──────── TEXT SECTION
We’ve all heard the expression “Happy Wife, Happy Life” but how about “High Trust, It’s a Must” or “Low Trust Go Bust!.” I contend that being trustworthy will not only make you happy, but wealthier in many ways than you are today.

What do we mean by being trustworthy? Let’s use this very simple definition.

Act with integrity and always keep your word.

First, let’s talk about the inherent risks of being untrustworthy: 

It takes more time and  psychological energy than it’s trustworthy counterpart and results in:

  • High stress
  • Low energy
  • Frequent job loss
  • Meaningless relationships
  • Low levels of creativity
  • High levels of suspicion among friends, family and coworkers
  • High barriers to communication due to lack of honesty and broken promises
  • Poor and slow decision making
  • High transaction costs
  • Win/lose situations

On the flip side, here are ten great reasons to be trustworthy:

  • Psychological well-being
  • Meaningful friendships and business relationships
  • Faster, more efficient decision making
  • Greater personal effectiveness in groups
  • Greater support for your decisions
  • Career promotions
  • Win/win opportunities
  • Role modeling trustworthy behavior
  • More time for creativity and relaxation
  • More money in your pocket (people want to do business with those they trust)
────────────────
● **TASK BRIEF**
Can you carry the essay on trustworthiness forward, starting right after its final line? The listing is separate material with no connection to the essay on trustworthiness.
──────── DATA
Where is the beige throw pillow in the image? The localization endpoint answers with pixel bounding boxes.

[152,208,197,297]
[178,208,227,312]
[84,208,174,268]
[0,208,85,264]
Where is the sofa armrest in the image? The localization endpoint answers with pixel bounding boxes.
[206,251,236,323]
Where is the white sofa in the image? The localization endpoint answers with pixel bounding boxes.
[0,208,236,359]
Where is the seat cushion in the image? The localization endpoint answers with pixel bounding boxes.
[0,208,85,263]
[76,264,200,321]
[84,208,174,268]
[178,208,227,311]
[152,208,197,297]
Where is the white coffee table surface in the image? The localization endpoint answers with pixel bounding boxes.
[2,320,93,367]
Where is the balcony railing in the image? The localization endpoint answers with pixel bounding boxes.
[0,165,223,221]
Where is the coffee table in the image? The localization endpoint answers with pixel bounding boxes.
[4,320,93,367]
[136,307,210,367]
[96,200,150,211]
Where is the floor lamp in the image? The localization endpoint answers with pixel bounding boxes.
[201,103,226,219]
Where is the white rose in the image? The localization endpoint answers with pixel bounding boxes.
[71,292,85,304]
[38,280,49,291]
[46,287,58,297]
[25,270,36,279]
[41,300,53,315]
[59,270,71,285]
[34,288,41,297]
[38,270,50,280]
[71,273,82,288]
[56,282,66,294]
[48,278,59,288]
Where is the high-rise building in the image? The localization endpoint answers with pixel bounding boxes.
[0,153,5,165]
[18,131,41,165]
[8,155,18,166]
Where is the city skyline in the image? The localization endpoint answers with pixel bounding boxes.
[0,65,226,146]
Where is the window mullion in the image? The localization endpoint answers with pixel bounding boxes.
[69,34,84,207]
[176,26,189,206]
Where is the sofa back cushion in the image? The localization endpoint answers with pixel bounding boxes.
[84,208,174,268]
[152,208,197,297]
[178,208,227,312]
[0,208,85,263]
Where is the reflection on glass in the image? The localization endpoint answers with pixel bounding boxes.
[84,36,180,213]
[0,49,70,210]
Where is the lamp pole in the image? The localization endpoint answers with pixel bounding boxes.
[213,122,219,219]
────────────────
● **RESPONSE**
Be trustworthy. The benefits are far greater than the alternative. What do you think? Leave a comment.


Barbara Kimmel is the Executive Director of Trust Across America-Trust Around the World and the “Tribal Chief” of the growing Alliance of Trustworthy Business ExpertsShe is also the editor of the award-winning crowd sourced book series TRUST INC. In 2012, Barbara was named “One of 25 Women Who Are Changing the World.”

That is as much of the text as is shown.